THE TASK -> Output the data below exactly, without images.

DATA ->
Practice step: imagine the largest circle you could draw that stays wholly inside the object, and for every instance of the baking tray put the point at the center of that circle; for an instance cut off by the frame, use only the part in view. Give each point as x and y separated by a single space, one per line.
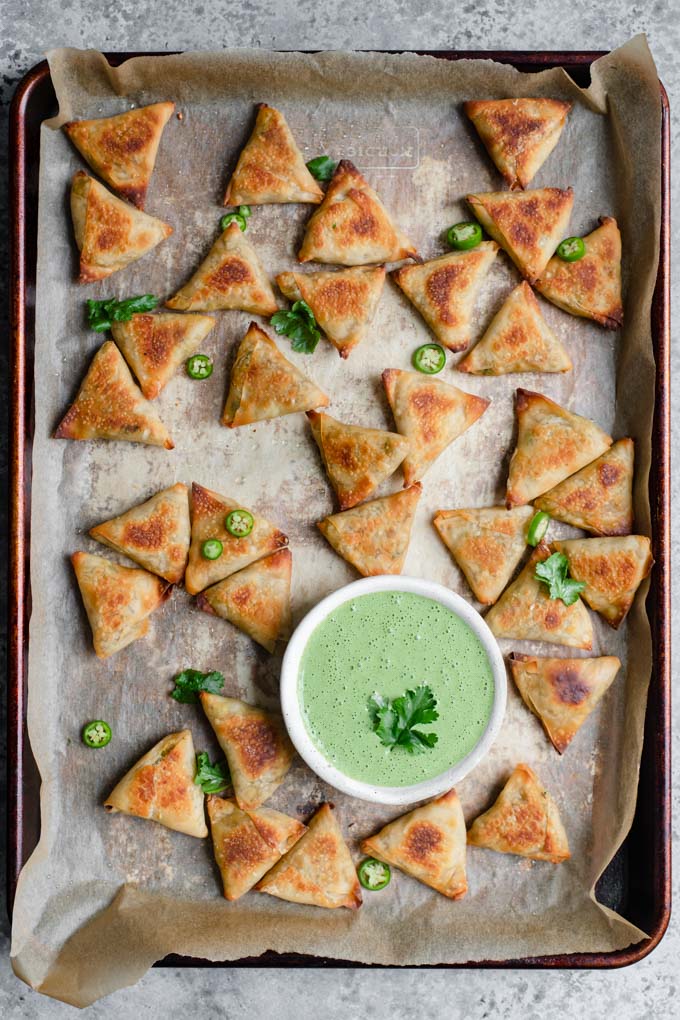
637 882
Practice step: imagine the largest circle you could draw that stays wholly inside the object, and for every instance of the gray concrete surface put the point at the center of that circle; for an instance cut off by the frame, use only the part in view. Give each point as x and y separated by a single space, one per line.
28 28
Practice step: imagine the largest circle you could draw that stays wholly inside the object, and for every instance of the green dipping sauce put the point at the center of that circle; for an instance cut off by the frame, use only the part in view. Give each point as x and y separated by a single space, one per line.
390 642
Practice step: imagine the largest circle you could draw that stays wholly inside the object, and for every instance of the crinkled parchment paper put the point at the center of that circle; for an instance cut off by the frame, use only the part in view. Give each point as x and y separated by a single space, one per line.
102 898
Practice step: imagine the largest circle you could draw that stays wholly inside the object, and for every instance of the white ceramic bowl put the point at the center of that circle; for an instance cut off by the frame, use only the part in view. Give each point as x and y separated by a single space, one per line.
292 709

RESPONSE ->
Practice step: imagine the largest circle you could draw that stays wholly inside the object, and for every instance of the baking tray put the point at the center of that circle; for an instance cut off by the frame, use only the part in view. Give each point as x and y separated by a single space, one per line.
637 882
Practice step: imagine the largest circle you could draw that stays wholly inside the object, and for every instance of the gray concrete surface put the point at the center of that circle; for an instance cut off by the frame, use only the part in view. Give each point as x and y separated by a single space, one per line.
28 28
Practice step: imagine the largest circle you could draw that stays wholly inside the object, and for every instance of the green dipping sauce put the point at the center of that circle; for an instance cut off by the frame, use only the part in view. Give each point as x and y separated by a single space, one per line.
390 642
Practice step: imagine the largest circle you could draw that stays wholly inside the object, and for every instance of the crinkled parchment paper put the point at the center of that circle; for an instance cut off by the frame, use only the part in view. Give each point as x and y separated by a single space, one per line.
102 898
Practice step: imagine the largest circle you could draw that stays wholly inside the object, and for every instance of the white ceramic bowl put the point at the center of that circle; for an instance cut off by the frame, use only the part in view. Give each point as x and y separated by a single space, one per line.
292 709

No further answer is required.